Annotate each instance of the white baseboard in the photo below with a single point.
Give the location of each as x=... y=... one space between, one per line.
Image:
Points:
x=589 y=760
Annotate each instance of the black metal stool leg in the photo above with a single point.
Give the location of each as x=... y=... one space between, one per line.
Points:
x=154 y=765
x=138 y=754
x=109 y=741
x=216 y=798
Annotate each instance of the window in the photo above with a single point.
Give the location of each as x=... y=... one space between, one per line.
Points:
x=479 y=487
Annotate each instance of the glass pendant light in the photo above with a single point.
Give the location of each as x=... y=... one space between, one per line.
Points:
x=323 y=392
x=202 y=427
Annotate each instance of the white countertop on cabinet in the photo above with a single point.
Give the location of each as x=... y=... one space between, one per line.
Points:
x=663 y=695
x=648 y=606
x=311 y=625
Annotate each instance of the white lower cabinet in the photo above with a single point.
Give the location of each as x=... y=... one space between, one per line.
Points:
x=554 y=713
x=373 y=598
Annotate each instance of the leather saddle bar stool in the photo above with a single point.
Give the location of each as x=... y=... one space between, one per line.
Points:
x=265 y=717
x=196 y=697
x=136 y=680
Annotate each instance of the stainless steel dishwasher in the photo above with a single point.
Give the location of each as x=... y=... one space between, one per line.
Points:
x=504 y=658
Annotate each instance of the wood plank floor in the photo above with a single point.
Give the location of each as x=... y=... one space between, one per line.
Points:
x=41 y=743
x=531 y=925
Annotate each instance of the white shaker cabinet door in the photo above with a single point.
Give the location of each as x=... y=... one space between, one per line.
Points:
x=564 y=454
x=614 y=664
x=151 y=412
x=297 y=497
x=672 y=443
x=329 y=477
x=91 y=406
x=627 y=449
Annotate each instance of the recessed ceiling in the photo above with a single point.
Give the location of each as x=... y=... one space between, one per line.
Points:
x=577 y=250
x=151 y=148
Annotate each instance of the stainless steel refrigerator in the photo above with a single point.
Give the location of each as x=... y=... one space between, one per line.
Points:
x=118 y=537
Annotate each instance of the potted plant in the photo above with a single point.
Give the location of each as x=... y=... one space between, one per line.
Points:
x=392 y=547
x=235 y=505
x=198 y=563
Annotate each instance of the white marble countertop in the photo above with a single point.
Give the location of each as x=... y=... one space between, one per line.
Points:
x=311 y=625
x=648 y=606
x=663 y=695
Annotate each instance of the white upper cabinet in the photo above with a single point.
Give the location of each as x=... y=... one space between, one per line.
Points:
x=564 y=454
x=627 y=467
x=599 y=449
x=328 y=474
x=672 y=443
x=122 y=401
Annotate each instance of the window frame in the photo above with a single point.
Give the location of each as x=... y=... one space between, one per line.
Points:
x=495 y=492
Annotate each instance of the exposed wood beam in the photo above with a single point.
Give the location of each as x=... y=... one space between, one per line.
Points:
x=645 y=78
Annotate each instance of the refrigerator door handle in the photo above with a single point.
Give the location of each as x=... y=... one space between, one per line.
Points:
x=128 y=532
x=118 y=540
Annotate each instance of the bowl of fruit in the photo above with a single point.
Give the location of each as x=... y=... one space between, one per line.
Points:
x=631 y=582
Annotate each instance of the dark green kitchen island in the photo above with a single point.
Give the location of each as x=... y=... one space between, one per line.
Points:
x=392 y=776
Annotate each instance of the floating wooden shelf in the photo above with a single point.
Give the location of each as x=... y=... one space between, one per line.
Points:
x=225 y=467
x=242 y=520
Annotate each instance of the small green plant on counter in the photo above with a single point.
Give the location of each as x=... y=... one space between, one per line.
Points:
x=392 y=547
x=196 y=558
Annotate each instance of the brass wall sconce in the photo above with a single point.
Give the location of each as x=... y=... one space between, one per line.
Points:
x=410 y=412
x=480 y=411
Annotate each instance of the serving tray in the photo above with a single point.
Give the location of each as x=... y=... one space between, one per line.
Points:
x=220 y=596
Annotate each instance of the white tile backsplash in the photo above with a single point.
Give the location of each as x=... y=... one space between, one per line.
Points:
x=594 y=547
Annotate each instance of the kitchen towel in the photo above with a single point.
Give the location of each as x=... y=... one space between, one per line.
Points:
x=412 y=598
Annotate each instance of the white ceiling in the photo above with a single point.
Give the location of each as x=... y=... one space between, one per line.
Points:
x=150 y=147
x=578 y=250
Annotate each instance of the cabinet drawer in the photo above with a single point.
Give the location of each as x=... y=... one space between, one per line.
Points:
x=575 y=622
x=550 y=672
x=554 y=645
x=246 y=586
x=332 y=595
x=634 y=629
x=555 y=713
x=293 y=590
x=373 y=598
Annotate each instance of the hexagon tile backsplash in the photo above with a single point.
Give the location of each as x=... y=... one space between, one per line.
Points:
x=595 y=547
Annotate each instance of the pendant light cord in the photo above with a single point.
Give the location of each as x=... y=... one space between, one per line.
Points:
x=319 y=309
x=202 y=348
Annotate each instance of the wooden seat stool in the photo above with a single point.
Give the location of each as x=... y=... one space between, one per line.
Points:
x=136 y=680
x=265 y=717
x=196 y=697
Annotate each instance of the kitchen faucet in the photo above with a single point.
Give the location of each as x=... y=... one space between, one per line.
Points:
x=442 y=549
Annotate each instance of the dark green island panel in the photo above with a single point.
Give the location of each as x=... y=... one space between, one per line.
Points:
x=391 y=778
━━━━━━
WRITTEN EXERCISE
Copy the data above line for line, exactly as given.

COMPLETE ANSWER
Annotate each instance of the white baseboard in the photo below with a single point.
Give the location of each as x=... y=... one space between, one per line.
Image:
Points:
x=589 y=760
Annotate each instance of the black metal stool leg in the photo above with a single point.
Give the location of each as x=... y=... one space between, one per line.
Points:
x=154 y=765
x=138 y=754
x=109 y=741
x=216 y=798
Annotate each instance of the window in the photo above with a single point.
Give the location of each as x=... y=... one space between, one per line.
Points:
x=479 y=487
Annotate each instance of the glass pendant light in the photo above with a single point.
Give the location of each as x=... y=... one space between, one per line.
Points:
x=323 y=392
x=202 y=427
Annotate each instance of the white countertop on cabinet in the photo above with a single point.
Give the location of each as x=... y=... one space between, one per line.
Points:
x=663 y=695
x=648 y=606
x=311 y=625
Annotate each instance of the white lower cabinet in the photo above with a single point.
Give the location of each as x=... y=... one space between, one per line.
Points:
x=554 y=713
x=373 y=598
Annotate each instance of the leather saddle bar stool in the photo above with a single point.
Give the location of each as x=... y=... one space between, one per line.
Points:
x=265 y=717
x=196 y=697
x=136 y=680
Annotate each instance of the stainless steel dishwasher in the photo above with a single point.
Give the location of each as x=... y=... one space between, one per line.
Points:
x=504 y=658
Annotate each instance of the wood plank floor in the photo above with a single point.
Give the location of each as x=... y=... one space between, one per line.
Points:
x=41 y=743
x=531 y=925
Annotate each instance of the white shaker cabinet door in the photo above with a single point.
Give the location of each as x=... y=... one space between, one per line.
Points:
x=564 y=454
x=614 y=664
x=151 y=412
x=297 y=497
x=672 y=443
x=329 y=477
x=91 y=406
x=627 y=449
Annotate each instance of the recessed ceiling in the photo above with a single point.
Give the location of each as x=... y=... one space between, one per line.
Points:
x=577 y=250
x=151 y=148
Annotate each instance of the stainless steel refrigerator in the photo above with a single point.
Give the location of each as x=... y=... one space between, one per line.
Points:
x=118 y=537
Annotate each instance of the potted plant in the photo above with a single point.
Give the location of each as x=... y=... one space between, one per line.
Points:
x=392 y=547
x=235 y=505
x=198 y=563
Annotate each instance of the white marble countertop in the photo above with a single point.
Give the location of each as x=... y=... one space between, one per line.
Points:
x=311 y=625
x=648 y=606
x=663 y=695
Annotate each instance of the white upper cabinet in the photo above with a single point.
Give the location of each as x=... y=... one space between, one per line.
Points:
x=564 y=454
x=627 y=467
x=599 y=449
x=328 y=474
x=672 y=443
x=122 y=401
Annotate each instance of the window frame in the photo above with a single point.
Give the location of each as x=... y=... one space between, one per line.
Points:
x=495 y=492
Annotate each instance of the exposed wood beam in the photo above with a single point.
Give the location of each as x=... y=... one space between, one per line.
Points:
x=645 y=78
Annotate each instance of the refrigerator door handle in the photo above with a single point.
Give the location of each as x=... y=... one space between, one per line.
Points:
x=128 y=532
x=118 y=540
Annotate each instance of the bowl of fruit in the photo above with a single point.
Give the location of each as x=... y=... one space between, one per line.
Points:
x=631 y=582
Annotate each instance of the dark green kitchen island in the photo above with a single point.
Give the location of each as x=... y=... one space between, one per line.
Points:
x=392 y=776
Annotate each instance of the floating wooden shelf in the photo above with a single point.
Give the location of each as x=... y=... one space between, one per line.
Points:
x=225 y=467
x=242 y=520
Annotate each instance of the small green plant on counter in the photo above with a single point.
Give the location of each as x=... y=... one space between, one per line.
Points:
x=392 y=547
x=196 y=558
Annotate each instance of the brass wall sconce in the photo above with a single point.
Give the location of each as x=... y=... one space between, one per line.
Points:
x=410 y=412
x=480 y=411
Annotate each instance of the serving tray in the photo above with a single point.
Give the location of each as x=... y=... one space between, one per line.
Points:
x=220 y=596
Annotate each instance of the white tile backsplash in the photo above with a single point.
Give the location of each as x=... y=... one space between, one per line.
Points:
x=594 y=547
Annotate each instance of the kitchen towel in the photo above with a single point.
Give the location of each as x=... y=... one space between, one per line.
Points:
x=412 y=598
Annotate each instance of the white ceiling in the photo above with a single point.
Give the location of each as x=... y=... one space between, one per line.
Points:
x=150 y=147
x=578 y=250
Annotate each instance of the cabinet drawer in the photo above with a single point.
Give the location of each as x=... y=... one space between, one per line.
Points:
x=575 y=622
x=550 y=672
x=554 y=645
x=246 y=586
x=332 y=595
x=634 y=629
x=555 y=713
x=293 y=590
x=373 y=598
Annotate each instance of the hexagon tile backsplash in the photo above with a single point.
Give the location of each as x=... y=... one space between, one per line.
Points:
x=595 y=547
Annotate each instance of the pendant light cord in the photo above with a single point.
Give the location of each as x=... y=... one space between, one per line.
Points:
x=319 y=309
x=202 y=348
Annotate each instance of the wooden seat stool in the photo above with a single point.
Give the location of each as x=... y=... one space between, one per line.
Points:
x=136 y=680
x=265 y=717
x=196 y=697
Annotate each instance of the kitchen faucet in the photo above with a single point.
Give the location of each as x=... y=... one space between, one per line.
Points:
x=442 y=549
Annotate each instance of the dark green island panel in the photo above with a single point.
Give the location of each as x=... y=... one space between, one per line.
Points:
x=391 y=778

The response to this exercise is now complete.